WRITTEN EXERCISE
Transcribe each line exactly.
────────
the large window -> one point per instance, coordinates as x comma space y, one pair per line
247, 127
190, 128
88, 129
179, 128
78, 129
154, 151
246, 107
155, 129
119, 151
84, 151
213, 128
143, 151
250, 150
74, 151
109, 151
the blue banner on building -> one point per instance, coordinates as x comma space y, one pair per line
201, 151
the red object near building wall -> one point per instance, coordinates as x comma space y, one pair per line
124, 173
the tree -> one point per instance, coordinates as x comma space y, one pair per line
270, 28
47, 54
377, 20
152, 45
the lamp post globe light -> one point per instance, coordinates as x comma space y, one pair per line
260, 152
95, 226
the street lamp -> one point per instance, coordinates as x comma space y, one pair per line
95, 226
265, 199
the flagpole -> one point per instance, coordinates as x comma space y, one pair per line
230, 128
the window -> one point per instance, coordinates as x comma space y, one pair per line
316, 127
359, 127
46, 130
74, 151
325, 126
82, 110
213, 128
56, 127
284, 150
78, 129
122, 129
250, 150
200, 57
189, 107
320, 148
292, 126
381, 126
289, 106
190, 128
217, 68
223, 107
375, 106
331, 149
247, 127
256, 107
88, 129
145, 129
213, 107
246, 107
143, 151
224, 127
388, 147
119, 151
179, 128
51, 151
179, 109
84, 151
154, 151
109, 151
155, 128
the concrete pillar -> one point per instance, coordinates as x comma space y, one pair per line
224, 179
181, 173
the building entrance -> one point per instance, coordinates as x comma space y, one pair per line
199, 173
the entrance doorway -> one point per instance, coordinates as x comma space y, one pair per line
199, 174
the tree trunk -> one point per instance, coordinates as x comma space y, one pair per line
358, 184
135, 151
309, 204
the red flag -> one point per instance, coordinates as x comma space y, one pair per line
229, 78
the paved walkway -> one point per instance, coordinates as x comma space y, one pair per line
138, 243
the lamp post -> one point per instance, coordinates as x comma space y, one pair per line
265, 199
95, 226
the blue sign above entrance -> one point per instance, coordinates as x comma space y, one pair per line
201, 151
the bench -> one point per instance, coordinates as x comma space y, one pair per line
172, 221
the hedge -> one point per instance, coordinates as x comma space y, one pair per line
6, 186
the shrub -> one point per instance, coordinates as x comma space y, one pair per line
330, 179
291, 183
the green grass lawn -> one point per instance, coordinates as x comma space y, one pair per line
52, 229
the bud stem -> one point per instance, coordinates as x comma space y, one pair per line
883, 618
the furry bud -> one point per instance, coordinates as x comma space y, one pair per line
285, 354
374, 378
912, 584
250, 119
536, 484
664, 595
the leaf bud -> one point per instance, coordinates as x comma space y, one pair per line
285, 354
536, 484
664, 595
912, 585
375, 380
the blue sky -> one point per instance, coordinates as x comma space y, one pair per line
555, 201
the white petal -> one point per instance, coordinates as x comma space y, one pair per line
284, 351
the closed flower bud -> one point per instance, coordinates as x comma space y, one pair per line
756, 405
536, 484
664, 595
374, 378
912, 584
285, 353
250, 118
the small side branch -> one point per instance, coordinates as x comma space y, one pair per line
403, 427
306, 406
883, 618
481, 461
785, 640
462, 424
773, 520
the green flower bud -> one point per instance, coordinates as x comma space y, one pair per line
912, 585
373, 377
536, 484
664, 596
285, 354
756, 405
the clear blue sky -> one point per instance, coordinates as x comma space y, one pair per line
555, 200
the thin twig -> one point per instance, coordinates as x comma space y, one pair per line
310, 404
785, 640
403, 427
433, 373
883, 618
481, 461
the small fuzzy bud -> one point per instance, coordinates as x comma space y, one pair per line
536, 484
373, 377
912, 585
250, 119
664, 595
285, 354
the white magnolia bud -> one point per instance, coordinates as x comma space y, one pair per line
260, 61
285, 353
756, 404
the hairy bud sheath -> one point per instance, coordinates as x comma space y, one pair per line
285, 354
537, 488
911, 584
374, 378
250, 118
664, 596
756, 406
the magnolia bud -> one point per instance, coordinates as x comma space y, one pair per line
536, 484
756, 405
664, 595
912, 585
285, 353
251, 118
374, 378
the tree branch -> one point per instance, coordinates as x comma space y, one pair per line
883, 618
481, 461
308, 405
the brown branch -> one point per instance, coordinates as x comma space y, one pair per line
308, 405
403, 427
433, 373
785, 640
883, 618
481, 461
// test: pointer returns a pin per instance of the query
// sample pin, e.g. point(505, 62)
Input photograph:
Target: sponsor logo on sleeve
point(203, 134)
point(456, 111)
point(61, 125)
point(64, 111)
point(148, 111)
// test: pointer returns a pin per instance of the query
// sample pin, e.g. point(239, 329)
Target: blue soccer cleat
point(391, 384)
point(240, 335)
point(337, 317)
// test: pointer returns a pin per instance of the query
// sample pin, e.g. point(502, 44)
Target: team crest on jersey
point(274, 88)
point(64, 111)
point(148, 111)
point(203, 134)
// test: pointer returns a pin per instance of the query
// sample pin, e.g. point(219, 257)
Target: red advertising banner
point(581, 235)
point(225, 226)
────────
THE ANSWER
the large window -> one point per instance, coordinates as x comma space y, one pair per line
247, 127
190, 128
88, 129
179, 128
78, 129
154, 151
246, 107
155, 129
119, 151
84, 151
213, 128
143, 151
250, 150
74, 151
109, 151
the blue banner on building -> one point per instance, coordinates as x comma space y, one pair per line
201, 151
the red object near building wall -> one point per instance, coordinates as x comma space y, one pair per line
124, 173
the tree -> one point per instance, coordinates as x comma space y, one pair per line
270, 28
47, 54
377, 20
152, 45
the lamp post globe light -> one point per instance, coordinates as x comma space y, one pair per line
260, 152
95, 226
the street lamp -> one point per instance, coordinates as x comma space y, one pair per line
95, 226
265, 199
the flagpole -> one point per instance, coordinates as x comma space y, one pair per line
230, 128
the window -> one point per instance, coordinates as x comma space y, one pair per line
316, 127
359, 127
46, 130
74, 151
325, 126
82, 110
213, 128
56, 127
284, 150
78, 129
122, 129
250, 150
200, 57
189, 107
320, 148
292, 126
381, 126
289, 106
190, 128
217, 68
223, 107
375, 106
331, 149
247, 127
256, 107
88, 129
145, 129
213, 107
246, 107
143, 151
224, 127
388, 147
119, 151
179, 128
51, 151
179, 109
84, 151
154, 151
109, 151
155, 128
the concrete pillar -> one point per instance, coordinates as x comma space y, one pair per line
224, 179
181, 173
the building entrance -> one point per instance, coordinates as x comma space y, one pair per line
199, 173
the entrance doorway -> one point per instance, coordinates as x comma space y, one pair per line
199, 174
the tree trunk -> one point per instance, coordinates as x comma space y, one pair per line
358, 184
135, 151
309, 204
the red flag -> one point per instance, coordinates as x comma space y, one pair per line
229, 78
the paved walkway -> one point per instance, coordinates as x comma space y, one pair per line
138, 243
the lamp post -> one point per instance, coordinates as x comma space y, one pair per line
265, 199
95, 226
the blue sign above entrance -> one point per instance, coordinates as x comma space y, one pair per line
201, 151
the bench -> one point per instance, coordinates as x comma space y, one pair per line
172, 221
the hedge -> one point per instance, coordinates as x comma space y, one pair per line
6, 186
the shrub -> one point per instance, coordinates as x comma space y, one pair per line
330, 179
291, 183
the green grass lawn -> one point per instance, coordinates as x comma space y, one pair per line
52, 229
the bud stem -> one point per instance, coordinates as x comma space y, one pair per line
883, 618
the furry bud -> one point per instance, coordinates as x comma space y, one pair per line
285, 354
374, 378
912, 584
250, 119
536, 484
664, 595
the leaf bud -> one point per instance, coordinates as x comma space y, one pair per line
285, 354
536, 484
664, 595
912, 585
375, 380
the blue sky -> one point per instance, coordinates as x comma space y, one pair per line
555, 201
the white petal -> one point per instance, coordinates as x comma space y, one pair per line
284, 351
the closed flower bud -> one point per instance, coordinates as x comma space y, one pair per line
756, 405
536, 484
664, 595
374, 378
912, 584
285, 353
250, 118
the small side branch -> one point per instance, coordinates as x comma space y, one pair per line
403, 427
306, 406
883, 618
481, 461
785, 640
462, 424
773, 520
the green flower bud -> one point per instance, coordinates as x comma space y, one pair per line
912, 585
373, 377
536, 484
664, 596
285, 354
756, 405
the clear blue sky -> one point per instance, coordinates as x comma space y, one pair per line
555, 200
the thin twig -> one point per instance, coordinates as x comma space y, one pair per line
310, 404
785, 640
403, 427
433, 373
883, 618
481, 461
the small fuzzy bud -> one point per instance, coordinates as x comma space y, one pair per line
536, 484
373, 377
912, 585
250, 119
664, 595
285, 354
the white magnolia bud -> one point per instance, coordinates as x comma space y, one pair per line
260, 61
285, 353
756, 404
the hairy bud sheath -> one point per instance, coordinates as x comma space y, one pair per line
285, 354
537, 488
911, 584
374, 378
250, 118
664, 596
756, 406
the magnolia bud -> one point per instance, coordinates as x comma space y, one pair per line
536, 484
756, 405
664, 595
912, 585
285, 353
251, 118
374, 378
the tree branch -> one point per instance, coordinates as x comma space y, one pair per line
883, 618
481, 461
308, 405
the brown branch -> one point per instance, coordinates as x comma space y, one pair per line
308, 405
403, 427
433, 373
785, 640
883, 618
481, 461
// test: pointer returns a pin per instance of the query
// sample pin, e.g. point(505, 62)
Input photograph:
Target: sponsor logo on sleeve
point(203, 134)
point(456, 111)
point(61, 125)
point(64, 111)
point(148, 111)
// test: pointer returns a pin per instance of the query
// sample pin, e.g. point(239, 329)
Target: blue soccer cleat
point(391, 384)
point(240, 335)
point(337, 317)
// test: pointer returns a pin per instance of the query
// sample pin, e.g. point(502, 44)
Target: team crest on jersey
point(274, 88)
point(64, 111)
point(148, 111)
point(203, 134)
// test: pointer returns a pin per instance of the query
// sample pin, e.g. point(219, 257)
Target: red advertising banner
point(581, 235)
point(225, 226)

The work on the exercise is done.